[EXTRACTED RECORDS Boundary: Start]

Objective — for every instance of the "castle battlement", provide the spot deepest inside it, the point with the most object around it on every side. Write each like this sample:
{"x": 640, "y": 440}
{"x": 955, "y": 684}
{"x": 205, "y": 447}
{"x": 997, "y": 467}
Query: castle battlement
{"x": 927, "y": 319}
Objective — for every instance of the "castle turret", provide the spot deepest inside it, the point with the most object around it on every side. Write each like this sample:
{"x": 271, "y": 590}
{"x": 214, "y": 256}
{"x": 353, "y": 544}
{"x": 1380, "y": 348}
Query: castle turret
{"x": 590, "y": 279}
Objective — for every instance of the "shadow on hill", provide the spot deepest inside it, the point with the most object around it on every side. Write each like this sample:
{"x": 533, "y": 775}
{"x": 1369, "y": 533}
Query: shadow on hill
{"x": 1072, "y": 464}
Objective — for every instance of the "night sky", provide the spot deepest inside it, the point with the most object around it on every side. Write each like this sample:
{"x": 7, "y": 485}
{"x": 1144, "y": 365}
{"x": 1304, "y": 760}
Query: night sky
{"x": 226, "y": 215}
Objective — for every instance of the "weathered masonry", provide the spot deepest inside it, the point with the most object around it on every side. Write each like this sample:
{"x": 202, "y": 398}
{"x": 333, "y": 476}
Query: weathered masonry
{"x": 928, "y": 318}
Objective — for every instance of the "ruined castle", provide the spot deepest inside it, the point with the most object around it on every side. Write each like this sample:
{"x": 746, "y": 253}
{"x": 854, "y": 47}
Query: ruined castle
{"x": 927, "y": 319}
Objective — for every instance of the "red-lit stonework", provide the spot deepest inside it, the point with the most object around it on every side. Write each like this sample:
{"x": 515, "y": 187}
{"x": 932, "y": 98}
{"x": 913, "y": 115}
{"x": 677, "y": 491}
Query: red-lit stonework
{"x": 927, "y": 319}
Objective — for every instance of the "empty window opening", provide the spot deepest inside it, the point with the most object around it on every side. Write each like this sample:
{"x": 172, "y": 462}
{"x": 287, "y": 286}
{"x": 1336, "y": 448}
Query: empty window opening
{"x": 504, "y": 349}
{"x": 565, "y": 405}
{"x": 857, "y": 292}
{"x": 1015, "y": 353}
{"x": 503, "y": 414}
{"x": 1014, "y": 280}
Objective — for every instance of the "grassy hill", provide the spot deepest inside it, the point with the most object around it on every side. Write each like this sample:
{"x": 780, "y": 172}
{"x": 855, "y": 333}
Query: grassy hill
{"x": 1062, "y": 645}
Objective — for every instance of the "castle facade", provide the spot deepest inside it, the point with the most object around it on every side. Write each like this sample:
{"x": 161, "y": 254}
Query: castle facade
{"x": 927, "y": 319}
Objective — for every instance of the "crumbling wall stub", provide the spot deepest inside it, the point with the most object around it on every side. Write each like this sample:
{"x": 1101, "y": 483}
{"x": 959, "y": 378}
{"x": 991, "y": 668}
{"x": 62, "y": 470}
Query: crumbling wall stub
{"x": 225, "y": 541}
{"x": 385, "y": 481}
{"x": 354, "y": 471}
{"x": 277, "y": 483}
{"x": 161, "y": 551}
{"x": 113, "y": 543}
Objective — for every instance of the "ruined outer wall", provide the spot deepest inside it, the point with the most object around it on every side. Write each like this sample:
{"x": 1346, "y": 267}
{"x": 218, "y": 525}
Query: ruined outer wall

[EXTRACTED RECORDS Boundary: End]

Would you transcribe the listing word for word?

## ANSWER TO THIS EXERCISE
Objective — for every instance of the "castle battlement", provide the spot deepest inside it, the point with the most object around it on every side. Write each like this sample:
{"x": 640, "y": 440}
{"x": 955, "y": 684}
{"x": 205, "y": 447}
{"x": 997, "y": 467}
Query: castle battlement
{"x": 927, "y": 319}
Objective — for every instance of the "castle turret", provide the spot deepest inside it, the point with the most object around it on every side. Write each like this sample:
{"x": 271, "y": 590}
{"x": 214, "y": 256}
{"x": 353, "y": 544}
{"x": 1380, "y": 348}
Query: castle turret
{"x": 590, "y": 279}
Objective — for every instance of the "shadow on hill", provide the spot deepest inside it, the point with the most object around it on every side. Write each like this sample:
{"x": 533, "y": 775}
{"x": 1369, "y": 533}
Query: shadow on hill
{"x": 1072, "y": 464}
Objective — for every instance of the "night sky", provide the spot deepest inside it, the point with the most object around it on every side. Write each like this sample:
{"x": 7, "y": 485}
{"x": 1144, "y": 365}
{"x": 1304, "y": 760}
Query: night sky
{"x": 226, "y": 215}
Objective — for every instance of the "weathered masonry", provide the spot deepest inside it, the point with the most object around it on every side. Write each like this sample:
{"x": 202, "y": 398}
{"x": 333, "y": 476}
Query: weathered masonry
{"x": 928, "y": 318}
Objective — for every instance of the "ruined castle", provide the spot deepest inside it, the point with the most object around it on every side. Write each like this sample:
{"x": 746, "y": 253}
{"x": 854, "y": 47}
Query: ruined castle
{"x": 927, "y": 319}
Objective — for every instance of the "red-lit stonework", provide the spot deepest inside it, the point with the most object around it on every side. Write each like this sample:
{"x": 515, "y": 187}
{"x": 932, "y": 98}
{"x": 913, "y": 115}
{"x": 677, "y": 491}
Query: red-lit stonework
{"x": 927, "y": 319}
Objective — for every instance of the "empty window opening", provide the spot deepest inside it, the point with the most object around it on every side. Write each like this sample:
{"x": 172, "y": 462}
{"x": 287, "y": 286}
{"x": 1336, "y": 448}
Query: empty window opening
{"x": 504, "y": 349}
{"x": 565, "y": 405}
{"x": 857, "y": 292}
{"x": 1015, "y": 353}
{"x": 503, "y": 414}
{"x": 1014, "y": 280}
Objective — for every instance of the "grassy hill", provide the spot deepest inside it, the point with the most object around it on every side. Write each like this sample:
{"x": 780, "y": 172}
{"x": 855, "y": 333}
Query: grassy hill
{"x": 1062, "y": 645}
Objective — for every instance of the "castle facade", provide the spot deepest inside it, the point with the most object around it on every side. Write each like this sample:
{"x": 161, "y": 254}
Query: castle facade
{"x": 927, "y": 319}
Objective — for every instance of the "crumbling wall stub", provide the spot deepest inside it, the point with the most object around it on every side. Write each like this sample:
{"x": 1101, "y": 483}
{"x": 959, "y": 378}
{"x": 991, "y": 668}
{"x": 62, "y": 470}
Query: crumbling wall stub
{"x": 225, "y": 541}
{"x": 385, "y": 481}
{"x": 354, "y": 471}
{"x": 277, "y": 483}
{"x": 161, "y": 551}
{"x": 113, "y": 543}
Objective — for every instance of the "ruined outer wall", provide the spot deepest inside it, the point with the most object around it on every side. Write each like this sample:
{"x": 1346, "y": 267}
{"x": 218, "y": 525}
Query: ruined outer wall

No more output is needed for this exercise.